+++ Trecho do texto

Resenhas

A canção é o melhor desvio

Certa vez, cedendo entrevista a um jornal por conta do lançamento de um disco, falei a palavra “cancionista” em meio a uma resposta sobre a tradição da canção brasileira. Depois vi a matéria publicada e notei, espantado, que a expressão viera acompanhado de um “sic” entre parênteses.

“Sic”, segundo o dicionário, é um advérbio latino que significa “assim, deste modo”, usado para indicar que o texto original está reproduzido tal como foi dito, por mais estranho ou errado que pareça. Mas no mais das vezes é apenas um sinal de arrogância e desinformação. O jornalista por certo julgou que eu houvesse inventado a palavra, simplesmente desconhecia a sua existência. Pois “cancionista” também está no dicionário e quer dizer exatamente “pessoa que compõe canções”. O fato de um jornalista cultural desconhecer a existência da palavra “cancionista” talvez seja sintomático de um crescente desinteresse, um quase desprezo pela canção nos dias de hoje. É notável um interesse cada vez maior por uma música mais sensorial, e o sucesso atual da música eletrônica atesta isso.

Mas há, à revelia de jornalistas desinformados e de uma platéia pouco curiosa, alguns grandes compositores em ação, verdadeiros artesãos da canção, transpirando e dando fôlego renovado a essa arte que alguns já chegaram até a apregoar extinta. Pois a canção sobrevive em trabalhos como o de Kléber Albuquerque, em seu faro melódico apurado, com certo pendor à dicção dos repentes e desafios nordestinos (apesar de paulista nascido em Santo André) e no seu fino trato com a palavra.

Se a canção para alguns é arte decadente, isso deve-se em parte ao declínio da poesia da canção. No país de Noel Rosa e Chico Buarque, poderíamos, sem danos, trocar a bíblica menção a “falsos profetas” para “falsos poetas”, tamanha a avalanche de papo furado travestido de “poesia” nas FMs do país. Pode parecer fácil fazer canção, mas não é. A propósito, o bom compositor é aquele que faz parecer fácil o seu ofício, que chega à máxima síntese, ao apuro do estilo sem soar ostensivo e presunçoso, a ponto de parecer que a sua canção sempre existiu, que não houve ninguém a elaborá-la, a burilar seus sons e seus versos.

++++++
+++ Material fornecido

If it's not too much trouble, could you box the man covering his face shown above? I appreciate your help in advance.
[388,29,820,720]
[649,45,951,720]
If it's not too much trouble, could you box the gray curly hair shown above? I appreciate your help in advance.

++++++

*Instrução dada*. Reproduza da resenha sobre a canção, sem mudar nada, o trecho entre "Mas há, à revelia" e "com a palavra.", com essas duas partes incluídas. Responda com base apenas na resenha.

*Resposta do exercício*.
Mas há, à revelia de jornalistas desinformados e de uma platéia pouco curiosa, alguns grandes compositores em ação, verdadeiros artesãos da canção, transpirando e dando fôlego renovado a essa arte que alguns já chegaram até a apregoar extinta. Pois a canção sobrevive em trabalhos como o de Kléber Albuquerque, em seu faro melódico apurado, com certo pendor à dicção dos repentes e desafios nordestinos (apesar de paulista nascido em Santo André) e no seu fino trato com a palavra.